**EXERCISE DIRECTIONS**
Please retype the lines below word for word, leaving out the pictures.

**DATA FOR THIS TASK**
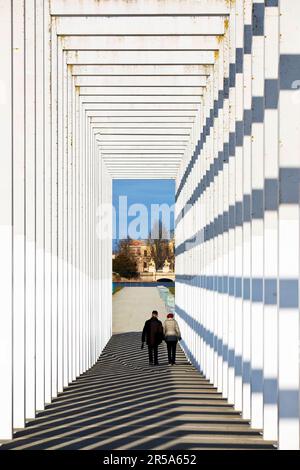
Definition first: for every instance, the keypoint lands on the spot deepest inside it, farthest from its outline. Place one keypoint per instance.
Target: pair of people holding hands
(153, 334)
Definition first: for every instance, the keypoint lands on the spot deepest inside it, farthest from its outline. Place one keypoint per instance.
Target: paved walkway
(122, 403)
(132, 306)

**PROBLEM SOLUTION**
Definition first: for every instance, the keypoint lands on the spot deepest inside it, farthest from its outline. Place one keypoint per instance.
Target: pair of people holding hands
(153, 334)
Definition first: for every instance, the keypoint lands on the spot deepest inside it, farthest from its outline. Place one keypoint per instance.
Target: paved walkway
(122, 403)
(132, 306)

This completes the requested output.